-- PASSAGE PROVIDED --
+++++

Bug #442
Imported works with no descriptor on first verse fail
100%
Description
- Symposium By Lucian
Associated revisions
Added option to ignore content before the first milestone. Reference #442.
Added option to ignore content before the first milestone. Reference #442.
Added option to ignore content before the first milestone. Reference #442.
History
#1 Updated by Luke Murphey about 12 years ago
- Subject changed from Imported works no descriptor on first verse fail to Imported works with no descriptor on first verse fail
#2 Updated by Luke Murphey about 12 years ago
These can be found by looking for events with the following in them: "Milestone observed that did not have an associated unit, the sequence number will be used instead"
#3 Updated by Luke Murphey about 12 years ago
Many of the works by Lucian are affected by this.
#4 Updated by Luke Murphey almost 12 years ago
The problem is that the text within the div1 node is getting created in a division that is at the same level of the section node after it. The div1 should be one level above:
<text> <body> <pb id="v.5.p.476"/> <div1> <p> a)pokhruxqei/s tis i)atrikh\n e)ce/maqen. mane/nta to\n pate/ra kai\ u(po\ tw=n a)llwn i)atrw=n a)pegnwsme/non i)asa/menos farma/kou do/sei a)nelh/fqh au)=qis e)s to\ ge/nos. meta\ tau=ta memhnui/an th\n mhtruia\n i)a/sasqai keleuo/menos <gap/> a)pokhru/ttetai.</p> <p> <milestone unit="section" n="1"/> ou) kaina\ me\n tau=ta,
#5 Updated by Luke Murphey almost 12 years ago
- Assignee set to Luke Murphey
- % Done changed from 0 to 30
#6 Updated by Luke Murphey almost 12 years ago
Need to rethink how levels are assigned. Below is a list of the type of divisions that exist:
- text nodes
- divisions (div0, div1)

+++++

-- PROVIDED DATA --
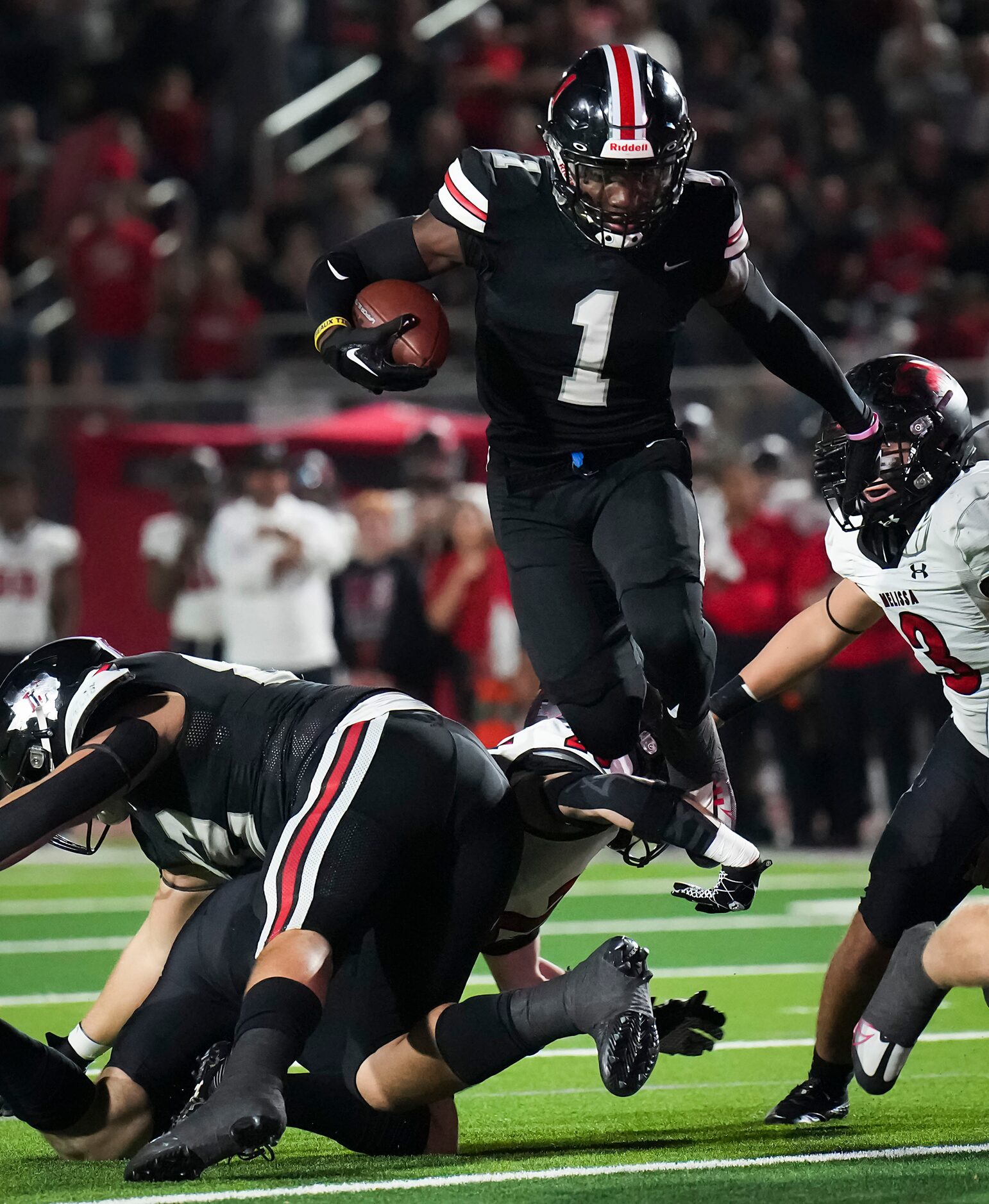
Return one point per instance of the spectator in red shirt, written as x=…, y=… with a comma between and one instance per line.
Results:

+++++

Reproduce the passage of the bug report starting at "#4 Updated by" and ending at "divisions (div0, div1)". The bug report and the material are separate from each other.

#4 Updated by Luke Murphey almost 12 years ago
The problem is that the text within the div1 node is getting created in a division that is at the same level of the section node after it. The div1 should be one level above:
<text> <body> <pb id="v.5.p.476"/> <div1> <p> a)pokhruxqei/s tis i)atrikh\n e)ce/maqen. mane/nta to\n pate/ra kai\ u(po\ tw=n a)llwn i)atrw=n a)pegnwsme/non i)asa/menos farma/kou do/sei a)nelh/fqh au)=qis e)s to\ ge/nos. meta\ tau=ta memhnui/an th\n mhtruia\n i)a/sasqai keleuo/menos <gap/> a)pokhru/ttetai.</p> <p> <milestone unit="section" n="1"/> ou) kaina\ me\n tau=ta,
#5 Updated by Luke Murphey almost 12 years ago
- Assignee set to Luke Murphey
- % Done changed from 0 to 30
#6 Updated by Luke Murphey almost 12 years ago
Need to rethink how levels are assigned. Below is a list of the type of divisions that exist:
- text nodes
- divisions (div0, div1)